→ Aim of the task
Find every line in the data below that contains the string "blue", matching case exactly, and copy each of those lines.

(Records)
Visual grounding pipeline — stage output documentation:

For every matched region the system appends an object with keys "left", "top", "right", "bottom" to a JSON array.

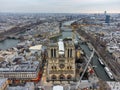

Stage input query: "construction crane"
[{"left": 76, "top": 49, "right": 95, "bottom": 89}]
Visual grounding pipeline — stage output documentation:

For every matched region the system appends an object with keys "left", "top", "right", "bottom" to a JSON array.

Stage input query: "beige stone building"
[
  {"left": 0, "top": 78, "right": 8, "bottom": 90},
  {"left": 47, "top": 40, "right": 76, "bottom": 81}
]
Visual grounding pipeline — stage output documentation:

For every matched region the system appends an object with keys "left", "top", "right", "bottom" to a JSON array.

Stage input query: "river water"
[{"left": 0, "top": 20, "right": 110, "bottom": 81}]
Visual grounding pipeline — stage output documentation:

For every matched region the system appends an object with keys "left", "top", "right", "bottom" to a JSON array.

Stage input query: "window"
[{"left": 59, "top": 64, "right": 65, "bottom": 69}]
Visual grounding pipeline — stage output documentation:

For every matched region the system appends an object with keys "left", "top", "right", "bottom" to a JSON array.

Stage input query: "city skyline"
[{"left": 0, "top": 0, "right": 120, "bottom": 13}]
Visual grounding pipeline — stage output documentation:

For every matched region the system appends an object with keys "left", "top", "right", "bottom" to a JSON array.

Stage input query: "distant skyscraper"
[
  {"left": 105, "top": 15, "right": 110, "bottom": 24},
  {"left": 104, "top": 11, "right": 107, "bottom": 16}
]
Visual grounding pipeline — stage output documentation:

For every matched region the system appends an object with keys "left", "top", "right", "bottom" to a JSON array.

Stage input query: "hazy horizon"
[{"left": 0, "top": 0, "right": 120, "bottom": 13}]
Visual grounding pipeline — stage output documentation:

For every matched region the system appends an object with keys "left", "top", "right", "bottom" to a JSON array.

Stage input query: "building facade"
[{"left": 47, "top": 40, "right": 76, "bottom": 81}]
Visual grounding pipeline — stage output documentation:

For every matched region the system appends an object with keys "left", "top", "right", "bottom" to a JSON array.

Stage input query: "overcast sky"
[{"left": 0, "top": 0, "right": 120, "bottom": 13}]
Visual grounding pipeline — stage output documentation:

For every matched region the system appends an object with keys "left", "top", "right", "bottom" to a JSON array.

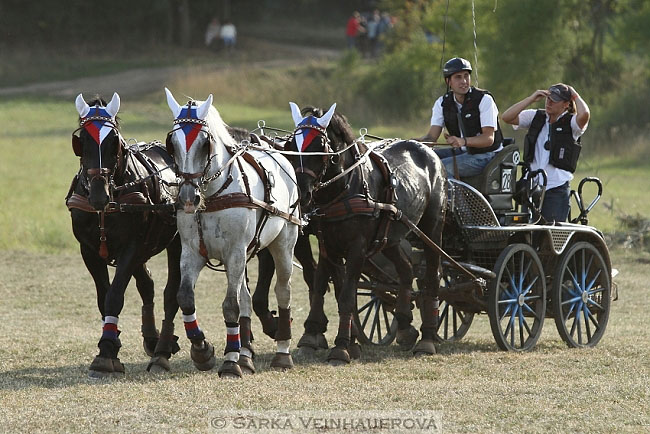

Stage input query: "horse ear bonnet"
[
  {"left": 72, "top": 134, "right": 82, "bottom": 157},
  {"left": 165, "top": 131, "right": 174, "bottom": 157}
]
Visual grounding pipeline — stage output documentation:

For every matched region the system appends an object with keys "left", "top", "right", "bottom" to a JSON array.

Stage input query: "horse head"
[
  {"left": 287, "top": 102, "right": 354, "bottom": 207},
  {"left": 165, "top": 88, "right": 234, "bottom": 214},
  {"left": 72, "top": 93, "right": 124, "bottom": 211}
]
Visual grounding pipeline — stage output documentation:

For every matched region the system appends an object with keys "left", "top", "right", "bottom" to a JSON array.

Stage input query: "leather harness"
[{"left": 181, "top": 137, "right": 302, "bottom": 262}]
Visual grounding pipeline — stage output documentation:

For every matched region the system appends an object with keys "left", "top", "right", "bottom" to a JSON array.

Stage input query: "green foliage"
[{"left": 362, "top": 36, "right": 441, "bottom": 119}]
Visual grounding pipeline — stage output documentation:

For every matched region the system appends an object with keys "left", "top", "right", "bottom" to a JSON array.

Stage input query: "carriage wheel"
[
  {"left": 488, "top": 244, "right": 546, "bottom": 351},
  {"left": 436, "top": 301, "right": 474, "bottom": 342},
  {"left": 551, "top": 242, "right": 611, "bottom": 348},
  {"left": 436, "top": 273, "right": 474, "bottom": 342},
  {"left": 353, "top": 273, "right": 397, "bottom": 345}
]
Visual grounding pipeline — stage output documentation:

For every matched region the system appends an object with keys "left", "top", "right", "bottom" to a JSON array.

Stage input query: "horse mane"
[
  {"left": 226, "top": 125, "right": 250, "bottom": 142},
  {"left": 205, "top": 101, "right": 236, "bottom": 146},
  {"left": 79, "top": 94, "right": 120, "bottom": 128},
  {"left": 302, "top": 106, "right": 356, "bottom": 150}
]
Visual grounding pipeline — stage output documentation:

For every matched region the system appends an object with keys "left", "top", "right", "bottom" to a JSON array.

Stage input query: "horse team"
[{"left": 66, "top": 89, "right": 446, "bottom": 378}]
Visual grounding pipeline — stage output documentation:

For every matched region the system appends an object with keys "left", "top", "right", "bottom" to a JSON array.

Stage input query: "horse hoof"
[
  {"left": 327, "top": 347, "right": 350, "bottom": 366},
  {"left": 147, "top": 356, "right": 172, "bottom": 374},
  {"left": 142, "top": 337, "right": 158, "bottom": 357},
  {"left": 190, "top": 341, "right": 217, "bottom": 371},
  {"left": 258, "top": 311, "right": 278, "bottom": 339},
  {"left": 316, "top": 333, "right": 329, "bottom": 350},
  {"left": 396, "top": 326, "right": 420, "bottom": 351},
  {"left": 237, "top": 354, "right": 255, "bottom": 375},
  {"left": 217, "top": 360, "right": 243, "bottom": 378},
  {"left": 348, "top": 342, "right": 361, "bottom": 360},
  {"left": 271, "top": 353, "right": 293, "bottom": 371},
  {"left": 88, "top": 356, "right": 125, "bottom": 379},
  {"left": 297, "top": 345, "right": 316, "bottom": 359},
  {"left": 413, "top": 339, "right": 436, "bottom": 356}
]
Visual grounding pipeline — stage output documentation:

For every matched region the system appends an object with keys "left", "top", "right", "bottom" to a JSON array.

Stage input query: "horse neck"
[
  {"left": 314, "top": 143, "right": 356, "bottom": 204},
  {"left": 205, "top": 140, "right": 239, "bottom": 196}
]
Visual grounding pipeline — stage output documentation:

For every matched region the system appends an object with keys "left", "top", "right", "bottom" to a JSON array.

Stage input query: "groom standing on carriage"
[{"left": 417, "top": 57, "right": 503, "bottom": 177}]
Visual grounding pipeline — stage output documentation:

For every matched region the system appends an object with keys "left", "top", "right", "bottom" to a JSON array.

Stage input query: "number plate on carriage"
[{"left": 501, "top": 167, "right": 512, "bottom": 193}]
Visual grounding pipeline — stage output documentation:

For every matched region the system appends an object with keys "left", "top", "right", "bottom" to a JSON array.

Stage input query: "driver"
[
  {"left": 501, "top": 83, "right": 590, "bottom": 222},
  {"left": 416, "top": 57, "right": 503, "bottom": 177}
]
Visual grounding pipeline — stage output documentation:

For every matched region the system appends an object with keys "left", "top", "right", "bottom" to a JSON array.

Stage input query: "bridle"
[
  {"left": 165, "top": 118, "right": 214, "bottom": 189},
  {"left": 291, "top": 125, "right": 339, "bottom": 191},
  {"left": 72, "top": 116, "right": 125, "bottom": 193}
]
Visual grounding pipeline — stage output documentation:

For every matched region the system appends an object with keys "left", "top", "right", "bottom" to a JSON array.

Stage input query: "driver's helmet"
[{"left": 442, "top": 57, "right": 472, "bottom": 78}]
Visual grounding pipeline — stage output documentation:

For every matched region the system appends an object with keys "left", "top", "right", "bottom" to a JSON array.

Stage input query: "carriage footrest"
[{"left": 442, "top": 261, "right": 497, "bottom": 280}]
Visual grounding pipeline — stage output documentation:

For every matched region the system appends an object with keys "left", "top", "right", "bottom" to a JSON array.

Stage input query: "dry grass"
[{"left": 0, "top": 246, "right": 650, "bottom": 432}]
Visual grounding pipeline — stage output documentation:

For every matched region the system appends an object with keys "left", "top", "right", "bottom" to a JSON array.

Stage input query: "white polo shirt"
[
  {"left": 431, "top": 94, "right": 501, "bottom": 152},
  {"left": 512, "top": 109, "right": 589, "bottom": 190}
]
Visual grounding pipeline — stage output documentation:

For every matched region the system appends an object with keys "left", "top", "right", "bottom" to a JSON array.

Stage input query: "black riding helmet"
[{"left": 442, "top": 57, "right": 472, "bottom": 78}]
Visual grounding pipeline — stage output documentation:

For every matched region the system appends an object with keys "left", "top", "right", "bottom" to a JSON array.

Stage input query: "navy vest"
[{"left": 442, "top": 87, "right": 503, "bottom": 154}]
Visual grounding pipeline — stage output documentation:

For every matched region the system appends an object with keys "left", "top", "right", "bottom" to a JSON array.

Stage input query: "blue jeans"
[
  {"left": 542, "top": 182, "right": 570, "bottom": 223},
  {"left": 434, "top": 148, "right": 496, "bottom": 178}
]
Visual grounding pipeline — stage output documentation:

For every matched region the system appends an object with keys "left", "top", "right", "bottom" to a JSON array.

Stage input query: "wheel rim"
[
  {"left": 488, "top": 244, "right": 546, "bottom": 351},
  {"left": 436, "top": 272, "right": 474, "bottom": 342},
  {"left": 354, "top": 276, "right": 397, "bottom": 345},
  {"left": 436, "top": 301, "right": 474, "bottom": 342},
  {"left": 553, "top": 243, "right": 611, "bottom": 347}
]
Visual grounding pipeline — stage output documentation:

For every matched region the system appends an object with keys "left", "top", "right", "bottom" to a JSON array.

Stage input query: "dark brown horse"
[
  {"left": 66, "top": 94, "right": 181, "bottom": 377},
  {"left": 287, "top": 103, "right": 447, "bottom": 364}
]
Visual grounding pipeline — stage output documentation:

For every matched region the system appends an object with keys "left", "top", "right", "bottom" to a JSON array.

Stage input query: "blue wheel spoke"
[
  {"left": 587, "top": 298, "right": 605, "bottom": 311},
  {"left": 561, "top": 296, "right": 582, "bottom": 306},
  {"left": 498, "top": 298, "right": 517, "bottom": 304},
  {"left": 521, "top": 276, "right": 539, "bottom": 295},
  {"left": 368, "top": 305, "right": 381, "bottom": 341},
  {"left": 576, "top": 309, "right": 582, "bottom": 345},
  {"left": 589, "top": 312, "right": 600, "bottom": 333},
  {"left": 564, "top": 303, "right": 577, "bottom": 323},
  {"left": 381, "top": 304, "right": 390, "bottom": 334},
  {"left": 519, "top": 309, "right": 525, "bottom": 348},
  {"left": 585, "top": 270, "right": 602, "bottom": 291},
  {"left": 522, "top": 303, "right": 541, "bottom": 321},
  {"left": 582, "top": 303, "right": 591, "bottom": 342},
  {"left": 359, "top": 300, "right": 374, "bottom": 330},
  {"left": 499, "top": 304, "right": 514, "bottom": 322}
]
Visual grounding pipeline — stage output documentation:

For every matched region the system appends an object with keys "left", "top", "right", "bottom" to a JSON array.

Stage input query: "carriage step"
[{"left": 442, "top": 261, "right": 497, "bottom": 280}]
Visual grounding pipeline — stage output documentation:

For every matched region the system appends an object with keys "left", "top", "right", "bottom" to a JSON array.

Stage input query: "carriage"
[{"left": 354, "top": 144, "right": 618, "bottom": 351}]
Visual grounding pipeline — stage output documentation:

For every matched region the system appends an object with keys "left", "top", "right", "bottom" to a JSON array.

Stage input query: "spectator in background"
[
  {"left": 345, "top": 11, "right": 365, "bottom": 49},
  {"left": 377, "top": 12, "right": 393, "bottom": 54},
  {"left": 205, "top": 17, "right": 221, "bottom": 50},
  {"left": 366, "top": 9, "right": 381, "bottom": 57},
  {"left": 220, "top": 20, "right": 237, "bottom": 51}
]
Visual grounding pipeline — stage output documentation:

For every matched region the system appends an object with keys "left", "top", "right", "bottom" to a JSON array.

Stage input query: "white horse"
[{"left": 165, "top": 89, "right": 300, "bottom": 377}]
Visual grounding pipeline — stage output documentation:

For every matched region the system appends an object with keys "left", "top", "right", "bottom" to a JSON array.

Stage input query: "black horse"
[
  {"left": 66, "top": 94, "right": 181, "bottom": 377},
  {"left": 287, "top": 103, "right": 447, "bottom": 364}
]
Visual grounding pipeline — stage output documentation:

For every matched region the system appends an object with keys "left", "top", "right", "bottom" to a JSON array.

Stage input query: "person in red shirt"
[{"left": 345, "top": 11, "right": 364, "bottom": 49}]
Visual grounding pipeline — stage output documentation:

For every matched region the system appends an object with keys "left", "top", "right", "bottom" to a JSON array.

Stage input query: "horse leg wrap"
[
  {"left": 334, "top": 313, "right": 352, "bottom": 348},
  {"left": 140, "top": 303, "right": 159, "bottom": 338},
  {"left": 154, "top": 320, "right": 181, "bottom": 358},
  {"left": 420, "top": 295, "right": 439, "bottom": 341},
  {"left": 223, "top": 322, "right": 241, "bottom": 356},
  {"left": 183, "top": 312, "right": 205, "bottom": 344},
  {"left": 257, "top": 309, "right": 278, "bottom": 339},
  {"left": 97, "top": 316, "right": 122, "bottom": 359},
  {"left": 275, "top": 308, "right": 291, "bottom": 341},
  {"left": 237, "top": 316, "right": 255, "bottom": 374}
]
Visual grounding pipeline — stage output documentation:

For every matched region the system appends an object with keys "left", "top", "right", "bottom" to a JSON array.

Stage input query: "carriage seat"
[{"left": 461, "top": 139, "right": 519, "bottom": 211}]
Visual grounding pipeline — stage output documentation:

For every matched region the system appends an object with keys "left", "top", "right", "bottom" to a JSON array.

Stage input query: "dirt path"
[{"left": 0, "top": 40, "right": 340, "bottom": 98}]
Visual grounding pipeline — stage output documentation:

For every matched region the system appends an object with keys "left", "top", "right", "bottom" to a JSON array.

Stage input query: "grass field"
[
  {"left": 0, "top": 66, "right": 650, "bottom": 433},
  {"left": 0, "top": 246, "right": 650, "bottom": 432}
]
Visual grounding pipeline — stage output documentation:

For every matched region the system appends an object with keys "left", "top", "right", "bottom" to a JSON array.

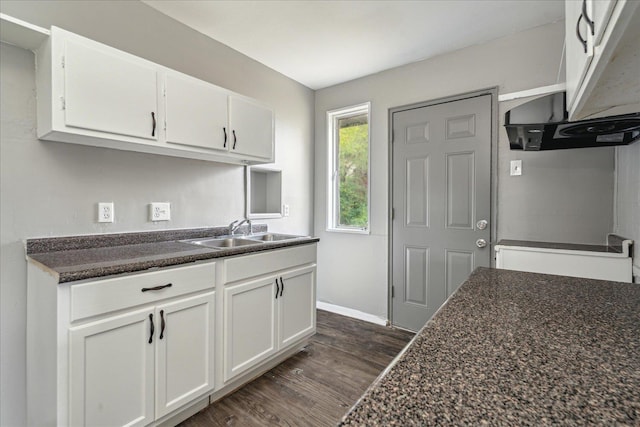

→ Answer to the task
Stage input query: "blue jeans"
Stage input query: "blue wheel spoke"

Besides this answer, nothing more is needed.